- DIRECTIONS
Can you copy out the data exactly? Leave the images out.

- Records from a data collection
____________________

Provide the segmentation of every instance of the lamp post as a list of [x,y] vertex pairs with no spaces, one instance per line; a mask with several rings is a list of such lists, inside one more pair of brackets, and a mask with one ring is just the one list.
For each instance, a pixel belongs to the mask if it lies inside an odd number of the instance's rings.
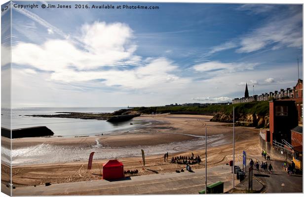
[[[254,86],[253,86],[254,87]],[[235,188],[235,107],[232,107],[232,189]]]
[[207,190],[207,131],[205,125],[205,194]]

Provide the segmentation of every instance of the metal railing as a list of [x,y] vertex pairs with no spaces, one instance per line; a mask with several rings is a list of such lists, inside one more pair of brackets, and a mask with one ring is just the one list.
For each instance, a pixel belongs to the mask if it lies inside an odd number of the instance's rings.
[[285,147],[285,145],[284,144],[282,144],[281,143],[277,142],[275,140],[273,140],[273,145],[288,151],[292,152],[293,150],[292,148],[287,148],[287,147]]
[[288,142],[287,142],[287,141],[285,140],[284,139],[282,139],[281,141],[282,141],[282,142],[283,142],[283,143],[285,144],[287,146],[289,147],[291,149],[293,149],[293,146],[292,146],[292,145],[291,144],[290,144]]

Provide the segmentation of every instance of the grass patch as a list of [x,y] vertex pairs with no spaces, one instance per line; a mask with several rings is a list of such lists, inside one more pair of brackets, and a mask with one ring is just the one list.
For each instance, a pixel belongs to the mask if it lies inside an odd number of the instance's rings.
[[256,114],[266,115],[269,113],[269,103],[268,101],[236,103],[227,105],[174,106],[135,107],[132,109],[144,114],[170,113],[174,114],[198,114],[213,115],[222,113],[226,115],[232,113],[232,107],[235,107],[236,113]]

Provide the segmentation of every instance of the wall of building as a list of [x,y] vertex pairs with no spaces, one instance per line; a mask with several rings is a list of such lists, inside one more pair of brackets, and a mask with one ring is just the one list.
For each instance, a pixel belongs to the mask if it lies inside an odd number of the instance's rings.
[[[277,116],[275,108],[277,106],[287,107],[287,115]],[[298,113],[294,101],[272,100],[269,102],[269,107],[271,141],[275,139],[281,143],[282,139],[284,139],[291,143],[291,130],[298,124]]]
[[294,147],[301,146],[303,144],[303,135],[298,132],[291,131],[291,145]]
[[292,151],[273,146],[270,143],[266,142],[260,135],[259,136],[259,144],[262,149],[266,151],[268,155],[272,158],[277,158],[289,162],[292,160]]

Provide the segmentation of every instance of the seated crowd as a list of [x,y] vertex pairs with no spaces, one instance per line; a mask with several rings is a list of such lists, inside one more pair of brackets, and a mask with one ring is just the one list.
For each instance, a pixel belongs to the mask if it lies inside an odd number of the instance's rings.
[[172,158],[171,159],[172,163],[178,164],[190,165],[196,164],[200,164],[201,162],[201,158],[200,158],[200,156],[198,155],[196,157],[194,157],[193,154],[192,154],[192,156],[191,157],[187,157],[187,156],[182,156],[181,155],[180,156],[180,157],[172,157]]

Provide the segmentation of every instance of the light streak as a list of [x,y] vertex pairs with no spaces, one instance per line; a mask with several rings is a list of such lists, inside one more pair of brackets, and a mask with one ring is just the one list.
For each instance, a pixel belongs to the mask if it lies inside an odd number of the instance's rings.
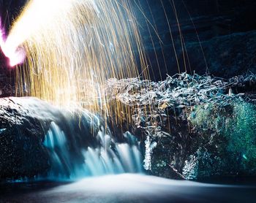
[[[31,0],[4,47],[7,55],[26,52],[25,67],[16,71],[19,96],[61,107],[104,109],[106,115],[111,105],[116,115],[127,112],[105,98],[106,80],[138,77],[138,66],[148,67],[128,0]],[[143,77],[148,78],[148,72]],[[29,93],[22,91],[25,84]]]

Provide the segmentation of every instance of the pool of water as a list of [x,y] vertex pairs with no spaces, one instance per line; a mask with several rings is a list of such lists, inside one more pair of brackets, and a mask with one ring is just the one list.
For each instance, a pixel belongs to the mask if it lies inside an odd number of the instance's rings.
[[0,202],[255,202],[256,186],[200,183],[143,175],[73,183],[5,183]]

____________________

- ANSWER TO THIS TASK
Provide the segmentation of every instance of the lamp post as a list of [x,y] vertex pairs with no spaces, one instance per line; a mask with several rings is a list of such lists, inside one more pair of brackets, and a mask with one ring is just the one list.
For each instance, a pixel belongs to the mask if it lies inside an odd number of the instance's rings.
[[[254,86],[253,86],[254,87]],[[235,188],[235,107],[232,107],[232,189]]]
[[207,190],[207,131],[205,125],[205,194]]

Provide the segmentation of every instance of the metal railing as a list of [x,y] vertex pairs with no spaces, one instance per line; a mask with several rings is a list of such lists, inside one more pair of brackets, and a mask with one ring is just the one list.
For each instance, a pixel belongs to the mask if it lies inside an odd number of the instance's rings.
[[285,147],[285,145],[284,144],[282,144],[281,143],[277,142],[275,140],[273,140],[273,145],[288,151],[292,152],[293,150],[292,148],[287,148],[287,147]]
[[288,142],[287,142],[287,141],[285,140],[284,139],[282,139],[281,141],[282,141],[282,142],[283,142],[283,143],[285,144],[287,146],[289,147],[291,149],[293,149],[293,146],[292,146],[292,145],[291,144],[290,144]]

Provide the segmentation of every instance of the grass patch as a list of [x,y] vertex pairs with no spaces, one instance per line; a mask with several rings is a list of such lists, inside one more pair of brackets, and a mask with one ring is just the one list.
For each instance, a pixel belongs to the mask if it lies inside an odd number of the instance's rings.
[[256,114],[266,115],[269,113],[269,103],[268,101],[236,103],[227,105],[174,106],[135,107],[132,109],[144,114],[170,113],[174,114],[198,114],[213,115],[222,113],[226,115],[232,113],[232,107],[235,107],[236,113]]

Provide the segmentation of every instance of the wall of building as a list of [x,y] vertex pairs with no spaces, one instance per line; a mask with several rings is a list of such lists, inside one more pair of brackets, and a mask with one ring is just the one list.
For each instance, a pixel belongs to the mask if it lies inside an odd number of the instance's rings.
[[[277,116],[275,108],[277,106],[287,107],[287,115]],[[298,113],[294,101],[272,100],[269,102],[269,107],[271,141],[275,139],[281,143],[282,139],[284,139],[291,143],[291,130],[298,124]]]
[[294,147],[301,146],[303,144],[303,135],[298,132],[291,131],[291,145]]
[[292,151],[273,146],[270,143],[266,142],[260,135],[259,136],[259,144],[262,149],[266,151],[268,155],[272,158],[277,158],[289,162],[292,160]]

Provide the segmentation of every instance of the seated crowd as a list of [x,y] vertex pairs with no spaces, one instance per line; a mask with several rings is a list of such lists, inside one more pair of brackets, and a mask with one ring is just the one list.
For each instance, a pixel belongs to the mask if it lies inside an odd number of the instance's rings.
[[172,158],[171,159],[172,163],[178,164],[190,165],[196,164],[200,164],[201,162],[201,158],[200,158],[200,156],[198,155],[196,157],[194,157],[193,154],[192,154],[192,156],[191,157],[187,157],[187,156],[182,156],[181,155],[180,156],[180,157],[172,157]]

Provide the segmentation of every instance of the light streak as a list of [x,y] vertex pairs with no spaces, one instance per line; a mask with several rings is a list of such lists, inside one more pair of brackets, and a mask with one ring is just the one list.
For each instance, a pixel belongs to the mask if it lies inside an odd number of the instance's rings.
[[[31,0],[4,47],[7,55],[26,52],[25,67],[16,71],[19,96],[61,107],[104,109],[106,115],[111,105],[116,115],[127,112],[105,98],[106,80],[138,77],[138,66],[148,67],[128,0]],[[143,77],[148,78],[148,72]],[[29,93],[22,91],[25,84]]]

Provide the segmentation of every instance of the pool of water as a list of [x,y] vertex pairs with no spaces, one instance per line; a mask with several rings is a list of such lists, inside one more pair of brackets, and a mask with one ring is just the one list.
For each instance, a pixel belongs to the mask if it lies inside an odd number of the instance's rings.
[[0,202],[255,202],[256,186],[200,183],[143,175],[73,183],[5,183]]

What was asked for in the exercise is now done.